**WHAT THIS TASK INVOLVES:** Each line of the data below must be given again exactly as written.

——

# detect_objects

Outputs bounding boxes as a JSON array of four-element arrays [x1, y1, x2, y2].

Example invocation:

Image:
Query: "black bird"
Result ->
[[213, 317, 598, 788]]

——

**SOLUTION FOR THIS EXERCISE:**
# detect_objects

Outputs bounding boxes as a JSON array of four-element arrays [x1, y1, x2, y2].

Example invocation:

Image:
Query: "black bird"
Result ->
[[213, 317, 598, 788]]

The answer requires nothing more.